= The task =
Copy the data below word for word, from its first line through the line containing "point(730, 470)", and include that line.

= Data listing =
▶
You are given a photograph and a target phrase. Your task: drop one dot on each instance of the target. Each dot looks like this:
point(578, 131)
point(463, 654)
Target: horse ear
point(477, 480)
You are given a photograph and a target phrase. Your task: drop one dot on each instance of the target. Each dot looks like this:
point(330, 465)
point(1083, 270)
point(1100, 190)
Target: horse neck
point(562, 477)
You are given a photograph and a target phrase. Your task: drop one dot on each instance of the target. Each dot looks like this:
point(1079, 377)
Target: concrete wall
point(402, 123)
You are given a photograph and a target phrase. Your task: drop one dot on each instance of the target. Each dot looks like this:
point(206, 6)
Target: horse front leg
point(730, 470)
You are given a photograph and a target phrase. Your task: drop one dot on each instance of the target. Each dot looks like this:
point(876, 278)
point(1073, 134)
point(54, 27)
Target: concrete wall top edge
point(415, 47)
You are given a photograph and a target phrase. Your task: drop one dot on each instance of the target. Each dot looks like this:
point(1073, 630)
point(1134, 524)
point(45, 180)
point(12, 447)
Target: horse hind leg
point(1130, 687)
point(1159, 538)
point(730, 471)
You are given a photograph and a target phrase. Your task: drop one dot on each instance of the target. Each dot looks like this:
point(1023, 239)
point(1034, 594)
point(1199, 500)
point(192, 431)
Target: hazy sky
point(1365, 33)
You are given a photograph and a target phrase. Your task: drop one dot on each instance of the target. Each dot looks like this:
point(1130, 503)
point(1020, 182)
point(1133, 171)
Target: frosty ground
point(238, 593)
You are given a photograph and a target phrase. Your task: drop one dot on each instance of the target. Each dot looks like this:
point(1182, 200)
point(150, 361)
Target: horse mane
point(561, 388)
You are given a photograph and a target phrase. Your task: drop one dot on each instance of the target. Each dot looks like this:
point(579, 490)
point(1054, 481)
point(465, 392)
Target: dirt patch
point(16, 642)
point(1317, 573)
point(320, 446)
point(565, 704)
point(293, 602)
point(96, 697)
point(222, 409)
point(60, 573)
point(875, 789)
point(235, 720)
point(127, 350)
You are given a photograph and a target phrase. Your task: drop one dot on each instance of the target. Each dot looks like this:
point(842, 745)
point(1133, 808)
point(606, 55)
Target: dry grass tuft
◀
= Response below =
You are given a photograph and a target phrase. Your task: drop one dot on each instance of the target. Each dot looks like this:
point(578, 131)
point(463, 654)
Target: horse ear
point(477, 480)
You are given a photograph and a target phrase. Your task: drop one dot on each instance of the target. Each dot looks like this:
point(330, 465)
point(1083, 270)
point(1100, 190)
Target: horse neck
point(562, 477)
You are given a photograph and a target phrase. Your task: drop one dot on each instance of the target. Each dot looks like this:
point(1079, 377)
Target: concrete wall
point(402, 123)
You are given a photograph and a target phrase. Your task: drop one dot on each instance of the target. Each dot looks like this:
point(206, 6)
Target: horse front leg
point(730, 470)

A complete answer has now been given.